- HOW TO COMPLETE THIS TASK
When you print the material, keep every line identical to the original.

◆ ◆ ◆ ◆

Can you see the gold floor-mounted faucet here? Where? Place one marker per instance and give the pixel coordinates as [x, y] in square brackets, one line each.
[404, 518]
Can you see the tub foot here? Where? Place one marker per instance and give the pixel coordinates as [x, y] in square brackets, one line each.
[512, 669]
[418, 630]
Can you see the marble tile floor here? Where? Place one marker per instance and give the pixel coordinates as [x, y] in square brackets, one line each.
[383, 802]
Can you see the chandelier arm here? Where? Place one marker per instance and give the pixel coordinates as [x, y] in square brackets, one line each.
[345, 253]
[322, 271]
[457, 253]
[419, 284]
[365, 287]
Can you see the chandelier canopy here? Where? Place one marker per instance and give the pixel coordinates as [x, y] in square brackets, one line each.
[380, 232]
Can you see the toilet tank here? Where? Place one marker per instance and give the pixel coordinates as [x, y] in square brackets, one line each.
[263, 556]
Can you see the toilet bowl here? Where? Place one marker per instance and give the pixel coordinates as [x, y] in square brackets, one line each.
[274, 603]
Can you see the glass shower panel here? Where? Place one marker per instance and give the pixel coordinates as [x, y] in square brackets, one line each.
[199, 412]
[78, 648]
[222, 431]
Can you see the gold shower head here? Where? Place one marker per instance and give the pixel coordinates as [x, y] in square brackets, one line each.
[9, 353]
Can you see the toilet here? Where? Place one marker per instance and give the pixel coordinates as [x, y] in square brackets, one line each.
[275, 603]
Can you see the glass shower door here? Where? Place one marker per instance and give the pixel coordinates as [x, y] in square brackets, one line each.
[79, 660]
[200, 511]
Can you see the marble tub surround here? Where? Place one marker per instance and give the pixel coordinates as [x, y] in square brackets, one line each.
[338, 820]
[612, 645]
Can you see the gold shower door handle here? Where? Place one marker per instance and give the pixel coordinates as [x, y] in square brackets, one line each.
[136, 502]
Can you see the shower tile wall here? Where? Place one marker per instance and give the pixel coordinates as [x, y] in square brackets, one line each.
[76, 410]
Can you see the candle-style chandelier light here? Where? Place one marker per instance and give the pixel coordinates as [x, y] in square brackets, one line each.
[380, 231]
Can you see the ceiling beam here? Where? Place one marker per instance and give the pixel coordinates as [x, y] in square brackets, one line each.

◆ ◆ ◆ ◆

- RESULT OF THIS EXERCISE
Can you see the gold floor-mounted faucet here? Where? Place one marker per instance and give the pixel coordinates as [x, y] in square brackets, one line each.
[404, 518]
Can you see the tub foot here? Where? Place one marker per instance and give the pixel coordinates as [x, y] in square brackets, one line each.
[512, 669]
[418, 630]
Can you see the marble tile floor here? Where? Place one marker per instance and give the pixel coordinates as [x, y] in square brackets, one line each.
[383, 802]
Can you see the chandelier arm here? Where? Place one marker per instance and give the pixel coordinates as [x, y] in square brackets, one line each.
[345, 253]
[322, 271]
[457, 253]
[419, 284]
[365, 287]
Can you see the chandelier canopy here? Where? Place one marker per instance and give the pixel coordinates as [x, y] in square brackets, one line each.
[380, 232]
Can you see the toilet tank here? Where? Place one marker per instance and give the pixel coordinates as [x, y] in square brackets, one line each.
[263, 556]
Can you see the toilet bowl here? Where? Place one marker per instance and give the pixel coordinates as [x, y] in square brackets, one line each.
[274, 603]
Can you see the glass shower panel here? Where? Place one marker per instance and give the pixel coordinates as [x, y] in square brackets, one line each.
[199, 412]
[78, 648]
[222, 431]
Can you see the gold shower head here? Where? Place one marker per instance and give the pixel coordinates as [x, y] in square brackets, one line each.
[9, 353]
Can you see the toilet here? Where? Place one marker per instance and give the pixel coordinates as [x, y] in square brackets, one line each.
[275, 603]
Can you see the glass shower door here? Where? Place one marker per instance and give the pixel coordinates as [x, y] in square brackets, one line each.
[79, 660]
[200, 511]
Can you see the marble tub surround here? Where? Place one marker per instance and give the pixel coordinates as [x, y] in square brackets, one line each.
[338, 820]
[612, 645]
Can you see the gold shower door handle here? Where? Place one marker per instance and give the pixel coordinates as [x, y] in square brackets, one line each.
[136, 502]
Can you see the shower tile wall here? Where? Place one marker per instance and give the pixel coordinates as [x, y] in square brackets, one line each.
[76, 410]
Can you see the candle-style chandelier light here? Where? Place one marker per instance and give the pixel coordinates as [x, y] in square brackets, one line each.
[380, 231]
Can you see the ceiling beam here? Where? Place one marker per instance and give the pixel coordinates as [x, y] in square brackets, one line each.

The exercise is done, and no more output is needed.